* _RECORDS TO USE_:
------------------------------------------------------------------------
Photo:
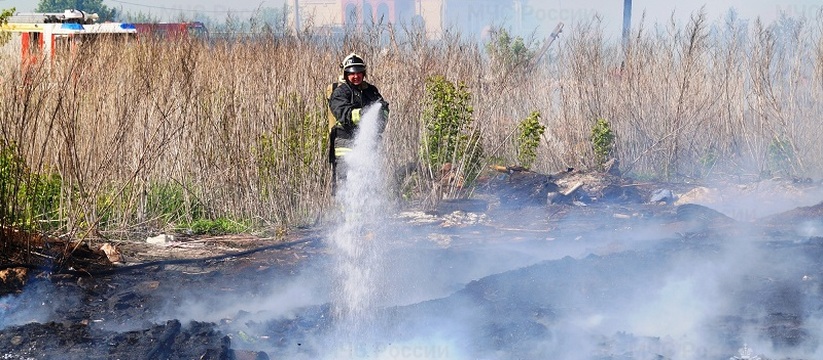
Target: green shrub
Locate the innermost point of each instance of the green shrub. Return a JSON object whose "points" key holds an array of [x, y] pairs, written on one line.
{"points": [[529, 132], [30, 200], [602, 139], [219, 226], [449, 135], [506, 50], [781, 156], [4, 15], [171, 202]]}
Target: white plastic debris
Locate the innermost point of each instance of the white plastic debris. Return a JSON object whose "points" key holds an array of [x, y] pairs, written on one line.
{"points": [[161, 239]]}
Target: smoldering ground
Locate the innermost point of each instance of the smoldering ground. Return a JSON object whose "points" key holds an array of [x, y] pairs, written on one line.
{"points": [[670, 284], [605, 281]]}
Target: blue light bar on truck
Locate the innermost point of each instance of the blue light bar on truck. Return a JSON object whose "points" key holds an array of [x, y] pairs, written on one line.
{"points": [[72, 26]]}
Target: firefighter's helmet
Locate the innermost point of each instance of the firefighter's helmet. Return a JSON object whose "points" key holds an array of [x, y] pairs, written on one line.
{"points": [[353, 64]]}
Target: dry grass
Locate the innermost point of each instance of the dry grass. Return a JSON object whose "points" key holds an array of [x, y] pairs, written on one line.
{"points": [[238, 128]]}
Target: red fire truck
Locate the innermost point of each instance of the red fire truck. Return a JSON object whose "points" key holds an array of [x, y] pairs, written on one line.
{"points": [[44, 35]]}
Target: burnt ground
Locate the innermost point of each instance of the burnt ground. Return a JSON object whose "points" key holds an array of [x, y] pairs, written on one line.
{"points": [[601, 273]]}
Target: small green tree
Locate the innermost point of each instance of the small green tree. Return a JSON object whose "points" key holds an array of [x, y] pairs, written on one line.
------------------------------------------------------------------------
* _WHAT IS EXPECTED_:
Copy the whole listing above word for word, leaving out the pictures.

* _CORRECT ANSWER_:
Photo:
Target: green shrub
Locate the innermost point of each instance of the green shrub. Return a JSON object whose "points" key holds an array of [x, y] pairs, written on one line.
{"points": [[529, 132], [30, 200], [602, 139], [219, 226], [449, 135], [506, 50], [781, 156], [4, 15], [171, 202]]}
Target: white plastic debris
Locate the innermost point of each instance of the white plastic debris. Return a JSON object whose "points" key holds an array of [x, y] pairs, written on one line.
{"points": [[161, 239]]}
Target: smoldering ground
Locate the innermost point of each instance of the smoldering ground. Return a JSON object whose "points" key holds an array of [x, y] pairs, written on one line.
{"points": [[670, 284], [605, 281]]}
Target: blue light bar on truck
Locate the innermost point of each instance of the blue light bar on truck. Return a JSON object whose "points" key holds an array of [x, y] pairs, written on one line.
{"points": [[72, 26]]}
Target: firefighter's helmet
Locate the innermost point of each instance of the firefighter's helmet. Return a JSON object whose "points" key holds an array of [x, y] pairs, written on one line.
{"points": [[353, 64]]}
Target: dry grass
Locate the innermost point of each instance of the dry grass. Return a JSON object whose "points" key holds an array of [x, y] pairs, written on one line.
{"points": [[238, 128]]}
Target: red fire truck
Locate the innermost point of each instance of the red fire truck. Return a JSON object whose "points" key holds an array of [x, y] pairs, written on one line.
{"points": [[44, 35]]}
Target: burnt ground
Locate the innermost point of each instance of the burnt ground. Return a JSON object whose "points" key holds an array of [x, y] pairs, written on one line.
{"points": [[601, 273]]}
Target: small green tree
Locate the innermost point of each instance of the small green tree. Return a JSON object whose "points" key holds an array of [x, y] pairs, written on one line.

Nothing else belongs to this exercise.